> INSTRUCTIONS FOR THE TASK
Reproduce the following records exactly from the line containing "Study the photo above. For every instance of the equipment" onward, ending with the last line and including it.

----

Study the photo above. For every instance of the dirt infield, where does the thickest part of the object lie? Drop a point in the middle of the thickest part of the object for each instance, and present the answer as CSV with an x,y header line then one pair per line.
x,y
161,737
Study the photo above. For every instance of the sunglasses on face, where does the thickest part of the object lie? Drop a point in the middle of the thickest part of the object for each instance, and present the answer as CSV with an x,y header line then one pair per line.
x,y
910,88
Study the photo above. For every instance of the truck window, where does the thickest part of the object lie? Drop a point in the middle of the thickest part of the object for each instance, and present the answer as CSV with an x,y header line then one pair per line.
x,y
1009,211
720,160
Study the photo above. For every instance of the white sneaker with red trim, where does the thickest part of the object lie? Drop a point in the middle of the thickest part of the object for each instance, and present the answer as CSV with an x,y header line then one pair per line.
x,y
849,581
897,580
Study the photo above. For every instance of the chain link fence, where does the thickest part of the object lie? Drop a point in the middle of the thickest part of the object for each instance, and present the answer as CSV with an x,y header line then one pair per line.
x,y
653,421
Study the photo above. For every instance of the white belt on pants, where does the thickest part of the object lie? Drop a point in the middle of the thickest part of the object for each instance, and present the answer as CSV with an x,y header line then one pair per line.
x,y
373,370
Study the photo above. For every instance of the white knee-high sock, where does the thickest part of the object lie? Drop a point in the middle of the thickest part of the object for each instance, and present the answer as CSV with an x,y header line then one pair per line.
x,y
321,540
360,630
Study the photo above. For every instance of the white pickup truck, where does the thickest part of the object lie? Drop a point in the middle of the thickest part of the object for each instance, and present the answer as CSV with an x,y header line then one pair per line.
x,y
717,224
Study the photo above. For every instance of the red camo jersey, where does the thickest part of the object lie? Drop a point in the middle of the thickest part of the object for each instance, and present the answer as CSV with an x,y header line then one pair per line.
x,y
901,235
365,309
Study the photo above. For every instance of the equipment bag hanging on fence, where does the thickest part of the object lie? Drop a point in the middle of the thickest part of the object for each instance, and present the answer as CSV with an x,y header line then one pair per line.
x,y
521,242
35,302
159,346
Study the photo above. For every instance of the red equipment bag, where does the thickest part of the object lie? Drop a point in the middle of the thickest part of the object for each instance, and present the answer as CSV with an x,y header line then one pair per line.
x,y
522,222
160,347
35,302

----

> WORKED ANSWER
Study the photo above. For every instance of the equipment bag hanging on fence, where does the thickest part of the object lie? Drop a point in the middle of the thickest part of the object for each instance, and present the answer as CSV with an x,y header line then one pair per line.
x,y
521,242
35,302
159,346
Study the photo above. For every instance of the red equipment bag, where does the thickest part of the object lie? Drop a point in the middle of the thickest part of the object for each instance, and present the answer as CSV with an x,y header line then one pair per line.
x,y
522,222
160,347
35,302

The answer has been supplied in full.